Start PAGE EXTRACT

However, if the standard does not require events and just exposes a view, an exchange is forced to call the view. If not all the tokens emit the events, of course, the exchange is anyway forced to call the view, but that would be a failure.

I’ve been working on a project called ERC721Lockable. The goal is to allow individuals to stake their NFTs in a pool without losing ownership of the NFTs. I created it for a specific use case in the game Everdragons2, where players can stake their dragons to earn rewards, but still maintain the ability to vote on the dragon as a governance token. I’ve recently updated the project to extend IERC5192. I would appreciate your input on the project, particularly on the naming. If it makes sense for you, you can also list it as an implementation of your ERC in a scenario different than Soulbound tokens.

I apologize for joining this discussion at such a late stage. However, as the issue has not yet been finalized, I would like to propose a solution to the problem of lockable tokens that cannot emit events.

If we were to have two separate interfaces:

interface IERC5192 {
  function locked(uint tokenId) external view returns(bool);


interface IERC5192Extended is IERC5192 {
  // events MUST be emitted
  event Locked(uint tokenId);
  event Unlocked(uint tokenId);

This would solve the problem at hand. A contract that cannot emit events would implement the first interface, while a contract that can do so would implement the second. The main benefit of this approach is that in the second interface, the emission of events can be made mandatory, which would resolve the dilemma faced by marketplaces (not being able to trust the events, if they “should” be emitted, but may not).

End PAGE EXTRACT
Start RECORD EXTRACTS

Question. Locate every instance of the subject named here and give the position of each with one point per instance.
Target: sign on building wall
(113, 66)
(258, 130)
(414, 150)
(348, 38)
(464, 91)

End RECORD EXTRACTS
Start RECORD EXTRACTS

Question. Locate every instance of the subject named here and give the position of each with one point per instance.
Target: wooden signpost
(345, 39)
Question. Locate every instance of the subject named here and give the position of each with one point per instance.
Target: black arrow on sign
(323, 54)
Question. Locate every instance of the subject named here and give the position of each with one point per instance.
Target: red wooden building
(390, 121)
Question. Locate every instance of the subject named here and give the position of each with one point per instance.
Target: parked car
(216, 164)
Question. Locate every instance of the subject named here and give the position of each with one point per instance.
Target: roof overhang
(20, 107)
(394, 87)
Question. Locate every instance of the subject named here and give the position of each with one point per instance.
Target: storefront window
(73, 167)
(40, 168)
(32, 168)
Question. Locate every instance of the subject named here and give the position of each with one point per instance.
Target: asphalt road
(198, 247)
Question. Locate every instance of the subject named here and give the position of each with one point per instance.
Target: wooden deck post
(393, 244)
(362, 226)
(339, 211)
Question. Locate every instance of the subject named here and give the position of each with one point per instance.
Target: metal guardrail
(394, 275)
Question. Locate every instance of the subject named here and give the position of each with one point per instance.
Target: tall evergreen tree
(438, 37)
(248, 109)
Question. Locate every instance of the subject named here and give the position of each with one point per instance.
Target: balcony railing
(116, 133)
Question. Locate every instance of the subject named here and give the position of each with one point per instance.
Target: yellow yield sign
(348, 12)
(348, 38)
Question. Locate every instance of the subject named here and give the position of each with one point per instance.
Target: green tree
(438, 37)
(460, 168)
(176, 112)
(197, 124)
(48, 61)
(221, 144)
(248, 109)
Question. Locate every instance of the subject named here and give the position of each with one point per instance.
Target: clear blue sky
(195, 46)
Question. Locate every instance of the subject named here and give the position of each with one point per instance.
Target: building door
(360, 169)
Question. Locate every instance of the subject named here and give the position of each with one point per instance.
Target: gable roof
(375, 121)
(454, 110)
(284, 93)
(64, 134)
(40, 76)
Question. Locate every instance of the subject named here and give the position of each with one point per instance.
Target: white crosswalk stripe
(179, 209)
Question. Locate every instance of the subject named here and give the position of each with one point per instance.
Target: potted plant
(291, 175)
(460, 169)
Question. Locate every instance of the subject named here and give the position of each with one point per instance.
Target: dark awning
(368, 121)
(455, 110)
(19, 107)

End RECORD EXTRACTS

SET EXERCISE A: Reproduce the portion of the lockable NFT discussion that starts with the words "I apologize for" and finishes with "but may not).".
SET EXERCISE B: Pick up the lockable NFT discussion after its final sentence and keep writing it.
The lines above come from a separate source and have no connection to the text.

FINAL ANSWER A:
I apologize for joining this discussion at such a late stage. However, as the issue has not yet been finalized, I would like to propose a solution to the problem of lockable tokens that cannot emit events.

If we were to have two separate interfaces:

interface IERC5192 {
  function locked(uint tokenId) external view returns(bool);


interface IERC5192Extended is IERC5192 {
  // events MUST be emitted
  event Locked(uint tokenId);
  event Unlocked(uint tokenId);

This would solve the problem at hand. A contract that cannot emit events would implement the first interface, while a contract that can do so would implement the second. The main benefit of this approach is that in the second interface, the emission of events can be made mandatory, which would resolve the dilemma faced by marketplaces (not being able to trust the events, if they “should” be emitted, but may not).

FINAL ANSWER B:
From the EIP’s Security Concerns section: There are no security considerations related directly to the implementation of this standard.

It might be worth mentioning some critical, relevant security concerns in the EIP. For instance:

  • The contract should have proper access controls to ensure that only authorized parties (e.g. the contract owner) can lock or unlock tokens.
  • Care should be taken to ensure that the locking function cannot be called multiple times on the same token, as this could potentially lead to the token being permanently locked by an attacker.
  • The contract should have a mechanism to handle emergency situations, such as a way to unlock the token in case the original owner loses access to their account.
  • It’s important to also consider the security of the EIP-165 and EIP-721 that this EIP is based on.

I get that these mostly aren’t “directly” related to the functionality of the extension, but the extension only works if there’s a locking function added to the NFT contract. That locking function is probably getting written at the same time as this extension is getting implemented, so it might be worth calling out the key security concerns.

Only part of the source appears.